▶ _Selected text_
========================

I haven't used them yet but this company claim to give drugs without prescription....www.edrugnet.co.uk Not that I am advocating ordering drugs from the net without knowing what you are doing but from my point of view a bottle of Septrin is invaluable to have on standby. And I do what Sarah suggests ..... I go with one and tell them I have 50 (must be the number eh?) and last time he gave....sorry he SOLD me a bottle of Septrin. It cost me nearly £60 but I have a full 100ml bottle. It's rapidly going down though as I have had 2 very sick guinea pigs and they've been getting .5ml twice a day for three weeks. Still had plenty to give to my sick though.


----------



## Maplewood Stud

luckily naomi is the nicest person in the world and gave me some of her baytril, *gives her a big kiss* maisie has been on it for a few days now and is getting better but i dunno if it will "cure" her as she was very poorly girlie.

========================

▶ _Study material_
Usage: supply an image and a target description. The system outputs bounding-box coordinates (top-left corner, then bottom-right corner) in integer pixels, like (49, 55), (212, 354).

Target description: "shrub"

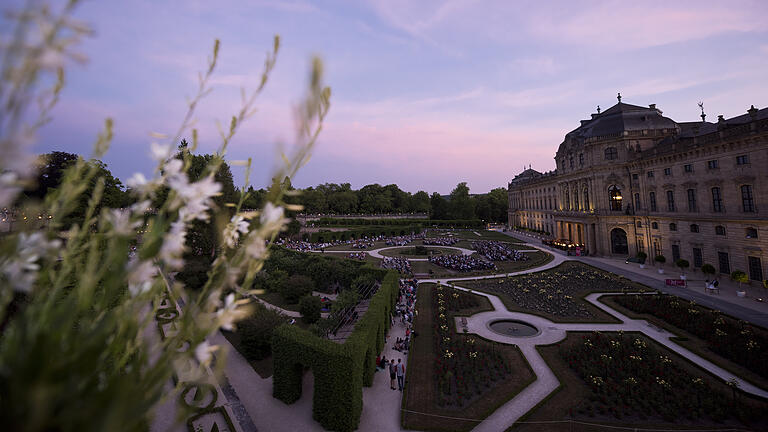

(237, 303), (285, 361)
(280, 275), (315, 304)
(299, 295), (322, 324)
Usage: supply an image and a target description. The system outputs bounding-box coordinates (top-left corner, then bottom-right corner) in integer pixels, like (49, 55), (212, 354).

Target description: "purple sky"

(27, 0), (768, 193)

========================

▶ _Requirement_
From the forum thread about guinea pig medicine, extract everything from "I haven't used" down to "my sick though.".

▶ _Result of this task_
I haven't used them yet but this company claim to give drugs without prescription....www.edrugnet.co.uk Not that I am advocating ordering drugs from the net without knowing what you are doing but from my point of view a bottle of Septrin is invaluable to have on standby. And I do what Sarah suggests ..... I go with one and tell them I have 50 (must be the number eh?) and last time he gave....sorry he SOLD me a bottle of Septrin. It cost me nearly £60 but I have a full 100ml bottle. It's rapidly going down though as I have had 2 very sick guinea pigs and they've been getting .5ml twice a day for three weeks. Still had plenty to give to my sick though.